DIRECTION:
Answer these questions from the actuator text below:
1. What is the lead nut 1290 disposed around and threaded onto?
2. What does the magnet wheel 1280 rotate with?
3. What three parts make up the constant friction device 1202 as shown?

In some embodiments, and as shown in FIG. 13, the torque tube 1292 and the worm wheel 1298 are formed as an integrated unit, with gear teeth formed on an outer perimeter, and with the lead nut 1290 formed on an inner bore. In some embodiments, the torque tube 1292 and the worm wheel 1298 are formed as an integrated unit, and the lead nut 1290 is a separate piece that is fixed to rotate therewith. The lead nut 1290 is disposed around and in threaded engagement with the extensible member 25.

The powered actuator unit 22 shown in FIG. 13 includes a high-resolution position sensor 1244 including a magnet wheel 1280 that is coupled to rotate with the driven shaft 1266 and which includes a plurality of permanent magnets.

The constant friction device 1202 of the modified power actuator unit 22 is shown as a contact ring 1502, sprag ring 1416, and wave spring 1500 for applying a biased constant friction force or resistance to resist rotation of the motor shaft 70. For example the constant friction device 1202 may introduce a constant friction resistance, such as of 40 kilonewtons (kN), which may be applied to the motor shaft 70. Such constant friction resistance is applied to resist motion of the door 12 between open and closed positions at a constant amount. The constant friction resistance (e.g., 40 kN) is selected to allow the door 12 to be held in an open position without the use of power to resist wind gusts and gravity until a certain amount, but allows a user to manually overcome the friction force and move the door. Other values of the constant friction resistance may be selected other than 40 kN. Generally the constant friction device 1202 may resist movement of a member of the power actuator unit 22 upstream from a gearing device (e.g., gearbox 1240), such that the friction force by the constant friction device 1202 is multiplied through the gearing device, such that the resistance to the door motion of the constant friction device 1202 is increased at the door side to resist door motion.

SUPPLIED INFORMATION:
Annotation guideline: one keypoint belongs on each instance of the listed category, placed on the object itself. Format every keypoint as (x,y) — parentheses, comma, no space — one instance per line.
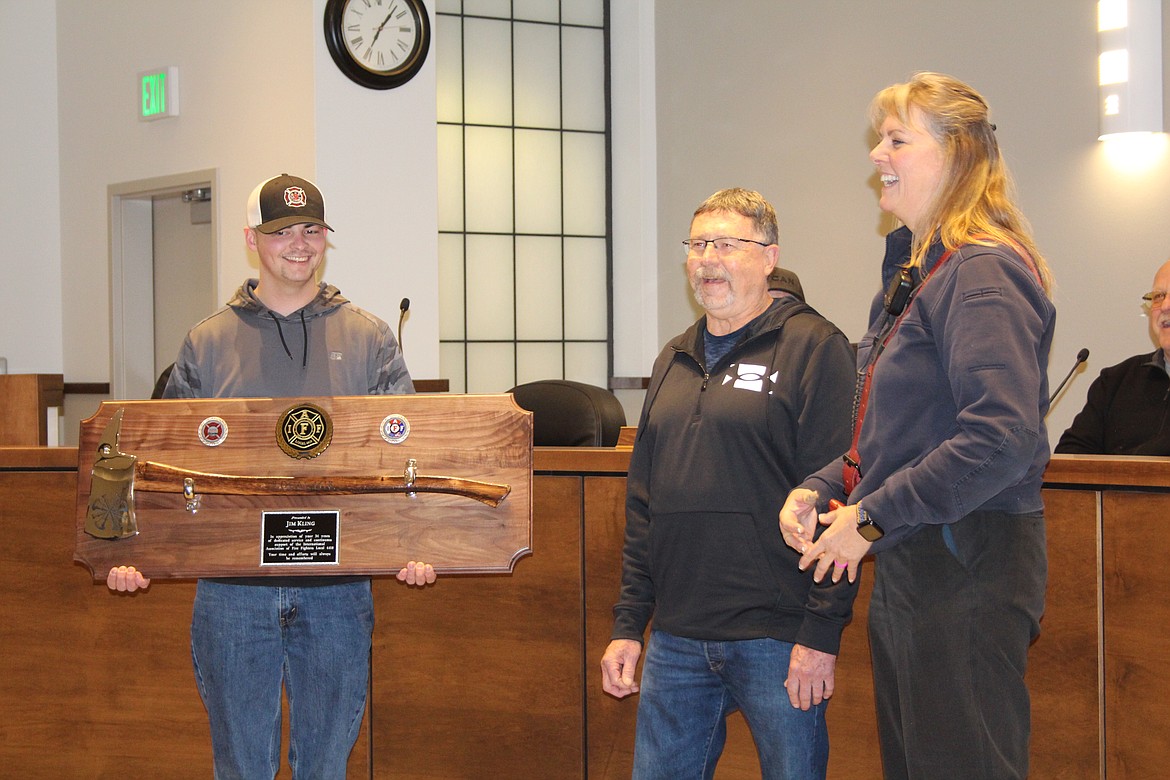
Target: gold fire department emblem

WRITTEN SOLUTION:
1. The extensible member 25.
2. The driven shaft 1266.
3. A contact ring 1502, a sprag ring 1416, and a wave spring 1500.